** SHORT EXERCISE 1 **
According to the editorial on the exchequer figures, how much corporation tax was collected this November?

** EXTRACT **
——————————

The Irish Times view on the latest exchequer figures: corporation tax surprises again

The latest figures give some confidence about the outlook for this key tax heading, but the corporate tax take remains heavily reliant on three or four big companies

The latest official tax figures provide significant reassurance. After sharp year-on-year declines in the previous three months, corporate tax receipts rose strongly again in November from 2022 levels. Meanwhile, income tax and VAT remained solid. The exchequer targets for 2023 are now likely to be met and the outlook for 2024 looks more promising.

November is the key month for corporation tax payments, with €5 billion of last year’s total of €22.6 billion collected in that month alone. That this November’s figures showed an increase to €6.3 billion came as a surprise, given the weakness seen in recent months. In hindsight, it is now clear that the earlier figures were influenced by factors in a couple of companies. Elsewhere, corporate tax revenue continues to roll in.

——————————

** SHORT EXERCISE 2 **
Find each line of the entries below that contains the word "tree", and copy those lines out in full.

** Source records **
——————————

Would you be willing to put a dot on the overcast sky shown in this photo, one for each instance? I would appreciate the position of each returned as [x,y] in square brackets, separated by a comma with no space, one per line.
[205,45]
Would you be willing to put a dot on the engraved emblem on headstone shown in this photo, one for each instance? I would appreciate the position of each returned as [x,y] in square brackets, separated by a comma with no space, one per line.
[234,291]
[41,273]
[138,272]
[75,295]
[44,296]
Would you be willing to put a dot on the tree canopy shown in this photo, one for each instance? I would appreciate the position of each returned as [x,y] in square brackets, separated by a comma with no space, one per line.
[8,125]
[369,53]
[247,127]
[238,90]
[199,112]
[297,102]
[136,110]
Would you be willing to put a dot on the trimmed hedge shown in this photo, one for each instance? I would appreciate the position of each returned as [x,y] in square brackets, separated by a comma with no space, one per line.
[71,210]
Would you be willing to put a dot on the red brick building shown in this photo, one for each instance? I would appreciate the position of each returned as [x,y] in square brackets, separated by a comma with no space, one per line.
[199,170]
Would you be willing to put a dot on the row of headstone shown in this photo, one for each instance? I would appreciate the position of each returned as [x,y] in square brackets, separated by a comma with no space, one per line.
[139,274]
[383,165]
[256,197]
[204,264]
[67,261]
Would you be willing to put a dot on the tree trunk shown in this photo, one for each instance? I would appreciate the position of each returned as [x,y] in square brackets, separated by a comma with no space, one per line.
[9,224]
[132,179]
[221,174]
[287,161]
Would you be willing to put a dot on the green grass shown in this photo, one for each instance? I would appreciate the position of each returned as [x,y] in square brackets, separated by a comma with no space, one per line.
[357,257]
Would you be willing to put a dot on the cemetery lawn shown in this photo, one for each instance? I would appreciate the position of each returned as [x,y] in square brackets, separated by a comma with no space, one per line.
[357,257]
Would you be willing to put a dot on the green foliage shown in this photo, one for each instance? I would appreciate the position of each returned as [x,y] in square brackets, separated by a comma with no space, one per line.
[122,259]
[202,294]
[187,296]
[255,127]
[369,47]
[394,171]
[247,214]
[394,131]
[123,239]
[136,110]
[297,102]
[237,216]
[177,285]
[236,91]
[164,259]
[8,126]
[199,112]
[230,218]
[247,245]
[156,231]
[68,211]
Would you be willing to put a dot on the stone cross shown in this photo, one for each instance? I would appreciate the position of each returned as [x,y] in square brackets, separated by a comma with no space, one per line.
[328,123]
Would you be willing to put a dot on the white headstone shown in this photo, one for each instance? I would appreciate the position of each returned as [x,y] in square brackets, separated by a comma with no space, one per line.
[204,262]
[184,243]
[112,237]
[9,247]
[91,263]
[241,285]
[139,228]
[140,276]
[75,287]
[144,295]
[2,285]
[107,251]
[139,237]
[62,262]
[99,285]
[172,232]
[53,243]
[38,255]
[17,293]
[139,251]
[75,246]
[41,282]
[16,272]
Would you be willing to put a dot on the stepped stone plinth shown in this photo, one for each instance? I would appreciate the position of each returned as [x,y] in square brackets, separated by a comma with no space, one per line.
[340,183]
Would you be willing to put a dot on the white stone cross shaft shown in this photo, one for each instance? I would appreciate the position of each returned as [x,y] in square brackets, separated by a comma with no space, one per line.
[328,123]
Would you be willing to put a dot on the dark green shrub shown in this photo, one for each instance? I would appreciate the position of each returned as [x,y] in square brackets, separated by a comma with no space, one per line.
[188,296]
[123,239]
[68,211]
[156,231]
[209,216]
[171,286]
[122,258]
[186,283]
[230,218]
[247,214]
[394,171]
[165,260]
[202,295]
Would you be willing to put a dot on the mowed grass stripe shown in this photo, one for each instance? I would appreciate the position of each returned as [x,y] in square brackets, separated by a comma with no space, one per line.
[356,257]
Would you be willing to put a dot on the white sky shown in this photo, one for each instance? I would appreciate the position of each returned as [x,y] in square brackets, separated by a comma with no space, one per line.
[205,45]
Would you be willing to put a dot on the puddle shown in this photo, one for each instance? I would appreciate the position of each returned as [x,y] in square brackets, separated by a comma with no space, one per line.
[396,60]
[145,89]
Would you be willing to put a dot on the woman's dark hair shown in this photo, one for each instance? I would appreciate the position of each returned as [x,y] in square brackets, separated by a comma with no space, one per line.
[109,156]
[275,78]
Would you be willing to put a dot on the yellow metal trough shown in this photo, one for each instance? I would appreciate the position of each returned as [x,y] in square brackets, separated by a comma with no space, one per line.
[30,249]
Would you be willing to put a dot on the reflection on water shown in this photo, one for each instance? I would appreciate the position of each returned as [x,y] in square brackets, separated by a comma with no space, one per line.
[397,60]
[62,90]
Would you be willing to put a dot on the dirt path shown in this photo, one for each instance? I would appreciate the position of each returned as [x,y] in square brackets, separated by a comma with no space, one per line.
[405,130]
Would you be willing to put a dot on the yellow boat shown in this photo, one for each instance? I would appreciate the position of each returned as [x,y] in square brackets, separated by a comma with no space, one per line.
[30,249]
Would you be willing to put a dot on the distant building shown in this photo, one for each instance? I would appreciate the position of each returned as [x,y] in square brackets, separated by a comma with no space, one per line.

——————————

** WRITTEN SOLUTION 1 **
€6.3 billion

** WRITTEN SOLUTION 2 **
Would you be willing to put a dot on the tree canopy shown in this photo, one for each instance? I would appreciate the position of each returned as [x,y] in square brackets, separated by a comma with no space, one per line.
Would you be willing to put a dot on the tree trunk shown in this photo, one for each instance? I would appreciate the position of each returned as [x,y] in square brackets, separated by a comma with no space, one per line.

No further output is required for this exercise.